#### GIVEN TEXT
Search code examples
runiquecombinationsfrequency

Finding occurrence of character from multiple vector or list


I wish to find the number of times a unique/distinct character occurs accross mulitple vectors or from a list.

Perhaps its best to describe in an example ;

In this example, lets say the "unique character" are letters. And the muliple "vectors" are books. I wish to find the occurance of the letters as the number of book increases.

# Initial data in the format of a list
book_list <- list(book_A <- c("a", "b", "c", "z"),
                  book_B <- c("c", "d", "a"),
                  book_C <- c("b", "a", "c", "e", "x"))

# Initial data in the format of multiple vectors
book_A <- c("a", "b", "c", "z")
book_B <- c("c", "d", "a")
book_C <- c("b", "a", "c", "e", "x")

#### SET OF TASKS
(a) In the R question about counting characters, explain what the letters and the books stand for in the example, and what the example is meant to show.
(b) Answer these short questions using the R question about counting characters:
(i) In which two formats is the initial data given?
(ii) Which letters make up book_A?
(iii) How many letters does book_C hold?
(c) Write out the part of the R question about counting characters starting with "Finding occurrence of" and going on through "of book increases.", word for word.

#### DATA EXTRACT

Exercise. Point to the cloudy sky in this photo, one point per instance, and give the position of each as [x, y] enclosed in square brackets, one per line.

#### PER-TASK ANSWERS
(a) The letters stand for the "unique character," and the books stand for the multiple "vectors." The example shows the goal in concrete terms: finding how often the letters occur as the number of books increases.

(b)
(i) As a list and as multiple vectors.
(ii) "a", "b", "c" and "z".
(iii) Five: "b", "a", "c", "e" and "x".

(c)
Finding occurrence of character from multiple vector or list


I wish to find the number of times a unique/distinct character occurs accross mulitple vectors or from a list.

Perhaps its best to describe in an example ;

In this example, lets say the "unique character" are letters. And the muliple "vectors" are books. I wish to find the occurance of the letters as the number of book increases.